Please substitute "exercise" for "drill" throughout the listing below and give all of its lines again with nothing else changed. Leave the pictures out of your answer.
───
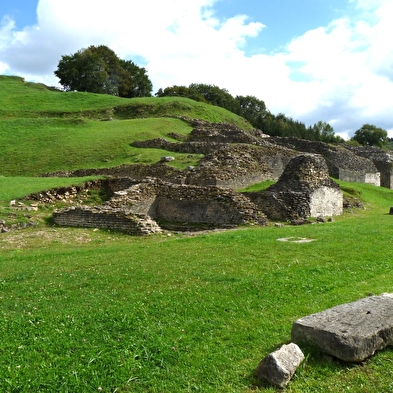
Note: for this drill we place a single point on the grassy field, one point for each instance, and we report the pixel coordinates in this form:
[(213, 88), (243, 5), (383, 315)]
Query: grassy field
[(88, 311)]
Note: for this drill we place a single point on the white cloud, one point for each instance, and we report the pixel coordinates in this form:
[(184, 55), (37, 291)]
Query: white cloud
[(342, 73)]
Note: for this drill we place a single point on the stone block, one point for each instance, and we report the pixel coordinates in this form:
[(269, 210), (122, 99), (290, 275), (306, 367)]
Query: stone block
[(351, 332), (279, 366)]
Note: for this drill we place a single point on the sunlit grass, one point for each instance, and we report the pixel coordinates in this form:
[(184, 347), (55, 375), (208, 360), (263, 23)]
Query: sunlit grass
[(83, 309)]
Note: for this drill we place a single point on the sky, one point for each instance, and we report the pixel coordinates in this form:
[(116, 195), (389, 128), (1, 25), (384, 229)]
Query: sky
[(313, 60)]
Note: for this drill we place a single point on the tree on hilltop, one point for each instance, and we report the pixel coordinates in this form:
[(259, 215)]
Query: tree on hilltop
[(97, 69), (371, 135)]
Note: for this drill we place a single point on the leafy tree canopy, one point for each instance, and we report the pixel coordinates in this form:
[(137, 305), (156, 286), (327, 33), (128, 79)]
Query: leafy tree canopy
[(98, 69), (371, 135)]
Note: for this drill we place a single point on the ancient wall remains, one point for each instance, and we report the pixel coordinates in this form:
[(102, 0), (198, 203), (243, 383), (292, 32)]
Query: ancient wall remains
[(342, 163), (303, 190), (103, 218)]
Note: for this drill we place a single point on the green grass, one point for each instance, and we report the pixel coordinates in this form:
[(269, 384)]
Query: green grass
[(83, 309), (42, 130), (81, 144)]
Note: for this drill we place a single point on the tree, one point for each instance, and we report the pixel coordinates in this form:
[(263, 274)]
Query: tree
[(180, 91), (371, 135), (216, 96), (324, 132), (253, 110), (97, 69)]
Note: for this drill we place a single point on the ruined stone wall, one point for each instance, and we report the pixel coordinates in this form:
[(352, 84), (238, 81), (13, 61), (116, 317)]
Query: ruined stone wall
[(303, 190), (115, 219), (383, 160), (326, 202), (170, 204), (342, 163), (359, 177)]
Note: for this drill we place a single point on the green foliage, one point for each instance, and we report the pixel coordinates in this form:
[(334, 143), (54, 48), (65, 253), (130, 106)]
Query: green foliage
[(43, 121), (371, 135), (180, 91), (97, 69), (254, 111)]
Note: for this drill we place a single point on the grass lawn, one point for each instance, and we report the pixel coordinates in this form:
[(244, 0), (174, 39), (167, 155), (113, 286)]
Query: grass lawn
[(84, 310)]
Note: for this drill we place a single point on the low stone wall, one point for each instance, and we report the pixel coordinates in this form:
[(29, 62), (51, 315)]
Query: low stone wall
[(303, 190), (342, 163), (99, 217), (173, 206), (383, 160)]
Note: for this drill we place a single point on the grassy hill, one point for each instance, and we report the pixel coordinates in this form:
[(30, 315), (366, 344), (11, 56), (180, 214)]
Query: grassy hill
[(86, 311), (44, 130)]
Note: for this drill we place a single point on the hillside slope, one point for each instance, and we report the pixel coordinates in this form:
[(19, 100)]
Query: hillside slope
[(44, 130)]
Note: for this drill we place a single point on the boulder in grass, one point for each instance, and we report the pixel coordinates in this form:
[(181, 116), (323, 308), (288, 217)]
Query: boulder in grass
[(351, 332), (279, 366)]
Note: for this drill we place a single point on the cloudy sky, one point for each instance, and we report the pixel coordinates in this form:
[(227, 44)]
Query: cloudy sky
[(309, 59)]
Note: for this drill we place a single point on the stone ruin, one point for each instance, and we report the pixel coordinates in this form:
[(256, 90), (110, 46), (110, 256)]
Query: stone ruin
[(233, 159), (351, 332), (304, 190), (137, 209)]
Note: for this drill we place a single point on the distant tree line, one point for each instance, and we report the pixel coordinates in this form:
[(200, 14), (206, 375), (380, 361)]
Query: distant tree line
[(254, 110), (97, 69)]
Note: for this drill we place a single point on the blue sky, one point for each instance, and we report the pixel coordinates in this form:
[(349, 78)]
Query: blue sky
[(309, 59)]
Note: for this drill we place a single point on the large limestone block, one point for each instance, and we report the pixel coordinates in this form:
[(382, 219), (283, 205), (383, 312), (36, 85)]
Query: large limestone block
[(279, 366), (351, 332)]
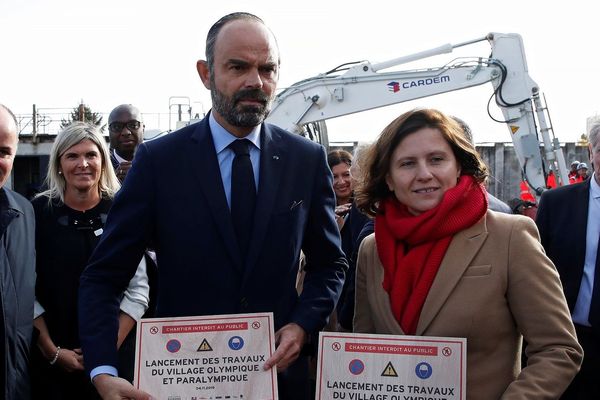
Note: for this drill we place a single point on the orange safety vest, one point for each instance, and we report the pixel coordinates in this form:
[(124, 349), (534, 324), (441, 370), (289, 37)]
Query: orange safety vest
───
Written reply
Note: for this exercise we place a single point on the grassy field, one point for each instance, and we report the pixel coordinates in this form:
[(213, 88), (243, 5), (383, 315)]
Query: grassy field
[(88, 311)]
Note: for this exercise we place a single point on the white cloud, one point for each instance, and we report the pixel coordinates in this form:
[(184, 55), (37, 291)]
Query: white cloud
[(342, 73)]
Note: for this exercise we place a single point on the stone block, one point for each instance, and we report the pixel coordinates in this form:
[(269, 210), (122, 99), (290, 275), (306, 367)]
Query: stone block
[(351, 332), (279, 366)]
Note: for this exercise we place a single point on the sunlit grass, one point for each instance, and we report the pixel coordinates in this form:
[(184, 347), (55, 375), (208, 360), (263, 23)]
Query: sunlit grass
[(83, 309)]
Note: for this exercise we place a single point on the sky, one point for each instance, and we report the pixel coordinates in this form:
[(116, 195), (389, 128), (1, 25), (384, 229)]
Query: sky
[(313, 60)]
Note: for this exercise we place a single point on the tree on hilltop, one point for each instance, and we report the pixel coordinates in this form:
[(259, 215)]
Query: tree on hilltop
[(97, 69), (371, 135)]
Note: for this exercise we place a single point on the leafy tree canopy, one point for each instance, and we report the pixel coordinates in this form:
[(137, 305), (156, 286), (327, 33), (128, 79)]
Query: leafy tree canopy
[(98, 69), (371, 135)]
Note: for this exercise we place a single point on the ancient wall remains, one point for each instance, and we report the pixel coordinates in this form:
[(102, 0), (198, 203), (243, 383), (292, 32)]
Query: ancient wall remains
[(342, 163), (303, 190), (103, 218)]
Note: for this exercise we place a single point on the green grass, one point for each instance, and we report the pixel coordinates in this form:
[(269, 384)]
Query: green grass
[(83, 309), (42, 130), (81, 144)]
Note: for this exercise we place a single point on the tree, one point for each instance, and we report the pixel coordinates in this form:
[(263, 274)]
Query: tree
[(180, 91), (371, 135), (216, 96), (324, 132), (253, 110), (97, 69)]
Note: for this exercise we place a single point on the ruined stone wall, one point for each instance, and we report the pixel coordinates in this form:
[(352, 84), (238, 81), (13, 61), (116, 317)]
Query: ruined stone wall
[(303, 190), (115, 219), (383, 160), (326, 202), (170, 204), (342, 163), (359, 177)]
Note: for this exercise we place a single point on the green foliage, one point for each instance, and we report the pixel coordinates in this form:
[(334, 143), (54, 48), (65, 253), (130, 106)]
Query: green foliage
[(43, 121), (371, 135), (180, 91), (97, 69), (254, 111)]
Note: for this exercise we place a single point on the grass lawn, one point for each instance, and we report the pixel coordinates in this form:
[(244, 0), (174, 39), (167, 155), (113, 286)]
Query: grass lawn
[(84, 310)]
Note: for this exercise we place a single point on the low stone wall, one point for each instance, and we report the pixel coordinates in this form:
[(29, 62), (51, 315)]
Query: low stone wall
[(303, 190), (342, 163), (99, 217), (173, 206), (383, 160)]
Note: for this exercise we place a single point on the grassy hill, one point for each instance, and we report the pixel coordinates in this form:
[(30, 315), (366, 344), (11, 56), (180, 214)]
Query: grassy hill
[(86, 311), (44, 130)]
Note: for this exercise we place a single point on the hillside slope, one point for each instance, and we report the pixel coordinates in this form:
[(19, 100)]
Query: hillside slope
[(44, 130)]
Note: for this exercise we place a single point on the boulder in grass, one point for each instance, and we report the pixel coordinates in this form:
[(181, 116), (323, 308), (288, 217)]
Query: boulder in grass
[(351, 332), (279, 366)]
Note: for this exercise we place a single point on the cloudy sky, one point for each instance, and we report the pixel coordinates in this form:
[(227, 44)]
Query: cloudy sky
[(309, 59)]
Note: for this exercise we place a single point on the stone ruin, one point for each instance, and we report the pixel coordinates in this form:
[(256, 90), (110, 46), (110, 256)]
Query: stone ruin
[(233, 159), (351, 332), (304, 190), (137, 209)]
Note: for this exercise we place a single point on the distant tree line, one point for each instance, and we report the pixel coordinates in this form:
[(200, 14), (206, 375), (380, 361)]
Query: distant tree line
[(254, 110), (97, 69)]
Note: for this exercise we place a single point on the blue sky, one point for each instance, and we report the pixel coordinates in this form:
[(349, 78)]
Query: blue sky
[(309, 59)]
Note: for this exercise we place a single point on the large limestone block, one point for each instance, and we report the pixel coordinates in this form:
[(382, 219), (283, 205), (383, 312), (36, 85)]
Query: large limestone block
[(279, 366), (351, 332)]
Note: for this exercise we place a single point on the orange safety vest, one point for each instance, and we report the pixel coordinates in this form:
[(124, 349), (534, 324), (441, 370), (289, 37)]
Query: orange safety vest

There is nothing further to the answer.